» APPLY WHAT YOU READ:
#1 According to the HealthMammo device listing, what kind of mammograms does the software analyze?
#2 Carry on the HealthMammo device listing from the point where it stops.

» SELECTED TEXT:
▬▬▬

K Number
K200905
Device Name
HealthMammo
Date Cleared
2020-07-16

(101 days)

Product Code
Regulation Number
892.2080
Panel
RA
Reference & Predicate Devices
AI/MLSaMDIVD (In Vitro Diagnostic)TherapeuticDiagnosticis PCCP AuthorizedThirdpartyExpeditedreview
Intended Use

The Zebra HealthMammo is a passive notification-only, parallel-workflow software tool used by MQSA-qualified interpreting physicians to prioritize patients with suspicious findings in the medical care environment. HealthMammo utilizes an artificial intelligence algorithm to analyze 2D FFDM screening mammograms and flags those that are suggestive of the presence of at least one suspicious finding at the exam-level. HealthMammo produces an exam-level output to a PACS/Workstation for flagging the suspicious case and allows worklist prioritization.

MQSA-qualified interpreting physicians are responsible for reviewing each exam on a display approved for use in mammography according to the current standard of care. HealthMammo device is limited to the categorization of exams, does not provide any diagnostic information beyond triage and prioritization, does not remove images from the interpreting physician's worklist, and should not be used in lieu of full patient evaluation, or relied upon to make or confirm diagnosis.

▬▬▬

» DATA EXCERPTS:
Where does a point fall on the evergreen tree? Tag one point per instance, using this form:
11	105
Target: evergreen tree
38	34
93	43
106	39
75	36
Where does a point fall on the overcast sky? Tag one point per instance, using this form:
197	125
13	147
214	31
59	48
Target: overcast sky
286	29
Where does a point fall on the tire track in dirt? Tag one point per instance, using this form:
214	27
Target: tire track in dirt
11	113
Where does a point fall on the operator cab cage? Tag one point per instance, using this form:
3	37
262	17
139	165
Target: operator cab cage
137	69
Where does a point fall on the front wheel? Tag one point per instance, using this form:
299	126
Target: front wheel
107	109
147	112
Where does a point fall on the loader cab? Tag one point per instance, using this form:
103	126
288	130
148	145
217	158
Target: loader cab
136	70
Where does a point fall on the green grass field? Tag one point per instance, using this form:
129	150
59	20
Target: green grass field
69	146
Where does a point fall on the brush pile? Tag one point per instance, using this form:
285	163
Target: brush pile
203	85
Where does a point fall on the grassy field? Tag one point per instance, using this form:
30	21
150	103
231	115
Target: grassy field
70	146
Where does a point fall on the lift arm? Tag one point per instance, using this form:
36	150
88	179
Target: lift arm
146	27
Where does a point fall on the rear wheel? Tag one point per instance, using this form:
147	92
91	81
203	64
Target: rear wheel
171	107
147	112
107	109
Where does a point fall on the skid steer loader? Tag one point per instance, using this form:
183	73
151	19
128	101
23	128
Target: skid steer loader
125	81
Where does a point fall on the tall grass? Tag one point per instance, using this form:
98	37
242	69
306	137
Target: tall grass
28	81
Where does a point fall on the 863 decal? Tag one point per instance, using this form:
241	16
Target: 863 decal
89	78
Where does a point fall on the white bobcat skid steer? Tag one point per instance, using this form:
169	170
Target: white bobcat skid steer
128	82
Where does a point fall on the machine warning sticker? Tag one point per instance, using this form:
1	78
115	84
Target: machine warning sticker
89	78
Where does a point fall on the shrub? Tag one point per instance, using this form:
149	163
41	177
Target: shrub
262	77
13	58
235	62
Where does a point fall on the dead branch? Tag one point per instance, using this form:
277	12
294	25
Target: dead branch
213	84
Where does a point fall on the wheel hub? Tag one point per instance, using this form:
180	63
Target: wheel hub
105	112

▬▬▬

» SOLVED TASKS:
#1 2D FFDM screening mammograms

#2
The HealthMammo device is intended for use with complete 2D FFDM mammography exams acquired using validated FFDM systems only.

Device Description

Zebra's HealthMammo solution is a software product that automatically analyzes 2D FFDM screening mammograms and notifies PACS/workstation of the presence of suspicious findings in the scan. This passive-notification allows for worklist prioritization of the specific scan and assists clinicians in viewing prioritized scans before others. The device aim is to aid in prioritization and triage of radiological medical images only. It is a software tool for MQSA interpreting physicians reading mammograms and does not replace complete evaluation according to the standard of care.

The Zebra's HealthMammo device works in parallel to and in conjunction with the standard care of workflow. After a mammogram has been performed, a copy of the study is automatically retrieved and processed by the HealthMammo device. The device performs the analysis of the study and returns a notification about suspected finding to the PACS/workstation which flags it through the worklist interface or alternatively, the Zebra Worklist will notify the user through a desktop application. The clinician is then able to review the study earlier than in standard of care workflow.

The primary benefit of the product is the ability to reduce the time it takes to alert physicians to the presence of a suspicious finding. The software does not recommend treatment or provide a diagnosis. It is meant as a tool to assist in improved workload prioritization of suspicious cases. The final diagnosis is provided by a clinician after reviewing the scan itself.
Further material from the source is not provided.